◆ YOUR TASK ◆
Reproduce word for word every line from the one containing "Please drop a marker on the storm" through the last line of the items, including both the starting line and the final line.

◆ Collected data ◆
_ _ _

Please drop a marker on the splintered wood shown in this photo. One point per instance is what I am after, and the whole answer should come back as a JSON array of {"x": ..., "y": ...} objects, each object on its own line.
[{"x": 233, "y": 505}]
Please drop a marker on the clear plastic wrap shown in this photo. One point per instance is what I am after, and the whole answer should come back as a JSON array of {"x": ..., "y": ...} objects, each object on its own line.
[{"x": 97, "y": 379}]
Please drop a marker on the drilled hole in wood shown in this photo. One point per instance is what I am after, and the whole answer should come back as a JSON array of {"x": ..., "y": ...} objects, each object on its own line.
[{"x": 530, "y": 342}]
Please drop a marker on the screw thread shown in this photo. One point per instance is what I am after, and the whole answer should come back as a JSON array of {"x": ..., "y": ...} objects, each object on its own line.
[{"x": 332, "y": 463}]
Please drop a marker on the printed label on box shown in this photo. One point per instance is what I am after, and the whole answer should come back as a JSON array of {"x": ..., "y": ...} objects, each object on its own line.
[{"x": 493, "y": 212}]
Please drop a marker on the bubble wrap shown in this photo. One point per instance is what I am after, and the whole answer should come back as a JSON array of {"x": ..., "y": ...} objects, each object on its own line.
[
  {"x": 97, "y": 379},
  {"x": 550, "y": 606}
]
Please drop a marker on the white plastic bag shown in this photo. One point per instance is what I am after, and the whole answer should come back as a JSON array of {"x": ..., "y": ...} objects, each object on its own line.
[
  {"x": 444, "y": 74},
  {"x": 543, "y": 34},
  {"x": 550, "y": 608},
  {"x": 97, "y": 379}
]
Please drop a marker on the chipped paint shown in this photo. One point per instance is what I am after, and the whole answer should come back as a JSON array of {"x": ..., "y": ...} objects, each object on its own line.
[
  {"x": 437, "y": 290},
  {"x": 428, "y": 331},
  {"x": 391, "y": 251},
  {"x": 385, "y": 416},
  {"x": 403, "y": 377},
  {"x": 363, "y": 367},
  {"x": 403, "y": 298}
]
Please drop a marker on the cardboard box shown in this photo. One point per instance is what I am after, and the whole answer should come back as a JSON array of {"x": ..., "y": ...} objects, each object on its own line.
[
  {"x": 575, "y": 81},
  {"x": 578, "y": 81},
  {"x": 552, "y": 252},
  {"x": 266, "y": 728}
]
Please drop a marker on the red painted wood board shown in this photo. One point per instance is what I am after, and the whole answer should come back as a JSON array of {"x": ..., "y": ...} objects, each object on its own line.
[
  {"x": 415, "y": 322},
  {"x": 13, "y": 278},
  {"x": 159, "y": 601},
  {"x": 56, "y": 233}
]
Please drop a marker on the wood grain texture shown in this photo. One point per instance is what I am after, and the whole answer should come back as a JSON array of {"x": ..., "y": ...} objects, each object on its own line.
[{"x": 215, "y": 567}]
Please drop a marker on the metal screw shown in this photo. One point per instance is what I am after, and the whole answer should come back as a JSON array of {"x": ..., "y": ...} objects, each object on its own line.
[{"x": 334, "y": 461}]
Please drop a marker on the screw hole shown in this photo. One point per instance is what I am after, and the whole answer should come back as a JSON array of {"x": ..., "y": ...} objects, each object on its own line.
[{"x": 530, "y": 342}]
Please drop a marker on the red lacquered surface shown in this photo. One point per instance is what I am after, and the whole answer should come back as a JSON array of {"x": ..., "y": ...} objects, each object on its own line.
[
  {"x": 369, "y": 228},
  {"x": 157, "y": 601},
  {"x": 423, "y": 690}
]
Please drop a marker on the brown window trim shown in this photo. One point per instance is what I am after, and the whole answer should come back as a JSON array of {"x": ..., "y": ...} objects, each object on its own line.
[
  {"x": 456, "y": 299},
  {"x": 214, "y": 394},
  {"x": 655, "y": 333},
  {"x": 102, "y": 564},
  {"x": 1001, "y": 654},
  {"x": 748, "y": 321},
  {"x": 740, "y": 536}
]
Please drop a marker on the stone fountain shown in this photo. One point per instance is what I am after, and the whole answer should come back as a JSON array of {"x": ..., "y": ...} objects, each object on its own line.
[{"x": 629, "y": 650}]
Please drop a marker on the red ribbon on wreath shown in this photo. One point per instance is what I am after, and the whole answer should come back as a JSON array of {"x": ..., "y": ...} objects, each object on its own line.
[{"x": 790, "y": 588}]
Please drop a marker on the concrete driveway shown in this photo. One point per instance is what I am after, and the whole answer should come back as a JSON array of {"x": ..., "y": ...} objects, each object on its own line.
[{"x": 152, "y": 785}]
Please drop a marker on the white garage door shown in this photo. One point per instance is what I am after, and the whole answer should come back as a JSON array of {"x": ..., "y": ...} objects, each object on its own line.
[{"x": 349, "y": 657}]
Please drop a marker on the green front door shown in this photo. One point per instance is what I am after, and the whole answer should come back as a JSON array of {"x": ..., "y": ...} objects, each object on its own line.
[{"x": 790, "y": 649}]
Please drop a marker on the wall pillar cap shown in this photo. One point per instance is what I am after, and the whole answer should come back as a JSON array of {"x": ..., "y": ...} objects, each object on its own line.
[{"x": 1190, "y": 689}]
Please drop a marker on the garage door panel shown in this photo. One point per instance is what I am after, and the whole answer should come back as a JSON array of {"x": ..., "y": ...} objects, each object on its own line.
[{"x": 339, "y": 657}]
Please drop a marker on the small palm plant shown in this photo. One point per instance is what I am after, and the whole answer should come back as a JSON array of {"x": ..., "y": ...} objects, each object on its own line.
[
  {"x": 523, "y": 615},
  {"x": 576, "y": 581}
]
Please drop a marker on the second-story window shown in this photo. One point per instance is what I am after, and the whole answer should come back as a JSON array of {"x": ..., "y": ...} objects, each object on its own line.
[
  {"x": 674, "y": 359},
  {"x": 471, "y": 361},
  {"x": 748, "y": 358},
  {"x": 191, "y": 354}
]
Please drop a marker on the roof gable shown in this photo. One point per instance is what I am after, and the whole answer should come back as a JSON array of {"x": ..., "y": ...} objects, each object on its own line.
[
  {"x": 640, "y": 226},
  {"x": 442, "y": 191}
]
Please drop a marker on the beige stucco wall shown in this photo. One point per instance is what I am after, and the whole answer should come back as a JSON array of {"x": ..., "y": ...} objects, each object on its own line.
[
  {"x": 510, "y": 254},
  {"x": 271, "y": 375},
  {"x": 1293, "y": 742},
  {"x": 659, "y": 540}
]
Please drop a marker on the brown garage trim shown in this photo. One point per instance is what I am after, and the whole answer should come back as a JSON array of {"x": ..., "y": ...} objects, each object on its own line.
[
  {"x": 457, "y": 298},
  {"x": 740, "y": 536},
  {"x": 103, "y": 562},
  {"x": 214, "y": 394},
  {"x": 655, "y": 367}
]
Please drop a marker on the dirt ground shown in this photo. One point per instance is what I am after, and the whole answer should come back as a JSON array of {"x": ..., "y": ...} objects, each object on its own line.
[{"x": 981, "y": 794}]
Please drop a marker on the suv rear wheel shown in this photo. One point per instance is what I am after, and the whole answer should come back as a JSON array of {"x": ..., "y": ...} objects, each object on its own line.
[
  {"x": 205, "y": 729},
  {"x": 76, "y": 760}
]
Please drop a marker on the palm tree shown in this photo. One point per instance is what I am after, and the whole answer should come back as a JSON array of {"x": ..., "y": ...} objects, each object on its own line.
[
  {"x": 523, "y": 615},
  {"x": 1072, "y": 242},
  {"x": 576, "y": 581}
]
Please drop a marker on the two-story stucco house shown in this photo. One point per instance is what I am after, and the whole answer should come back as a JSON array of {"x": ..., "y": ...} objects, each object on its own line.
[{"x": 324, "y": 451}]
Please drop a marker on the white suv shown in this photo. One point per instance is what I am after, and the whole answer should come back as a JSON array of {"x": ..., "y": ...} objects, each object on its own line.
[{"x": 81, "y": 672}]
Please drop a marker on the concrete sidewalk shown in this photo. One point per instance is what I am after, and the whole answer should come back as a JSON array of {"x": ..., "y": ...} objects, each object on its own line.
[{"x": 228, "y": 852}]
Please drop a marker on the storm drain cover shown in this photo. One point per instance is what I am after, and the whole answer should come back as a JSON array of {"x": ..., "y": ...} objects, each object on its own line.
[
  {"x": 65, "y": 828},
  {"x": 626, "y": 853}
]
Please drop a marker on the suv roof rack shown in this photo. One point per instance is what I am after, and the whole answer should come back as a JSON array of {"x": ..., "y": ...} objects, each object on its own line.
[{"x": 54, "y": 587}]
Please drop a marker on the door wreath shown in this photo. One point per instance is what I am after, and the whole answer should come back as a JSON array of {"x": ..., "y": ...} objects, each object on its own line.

_ _ _

◆ RESULT ◆
Please drop a marker on the storm drain cover shown in this photo. One point per instance is what I am after, and the whole answer should come back as a JSON array of {"x": ..., "y": ...} objects, each object on its own line.
[
  {"x": 65, "y": 828},
  {"x": 626, "y": 853}
]
Please drop a marker on the suv roof rack shown in this photo. One point per instance is what I am after, and the whole answer should come back as a JSON array of {"x": ..., "y": ...} objects, each object on its own line.
[{"x": 54, "y": 587}]
Please drop a marker on the door wreath shown in this photo. One point per instance is what I am after, and the whole answer should come back as a JSON array of {"x": ..., "y": ...} objects, each object on its own line.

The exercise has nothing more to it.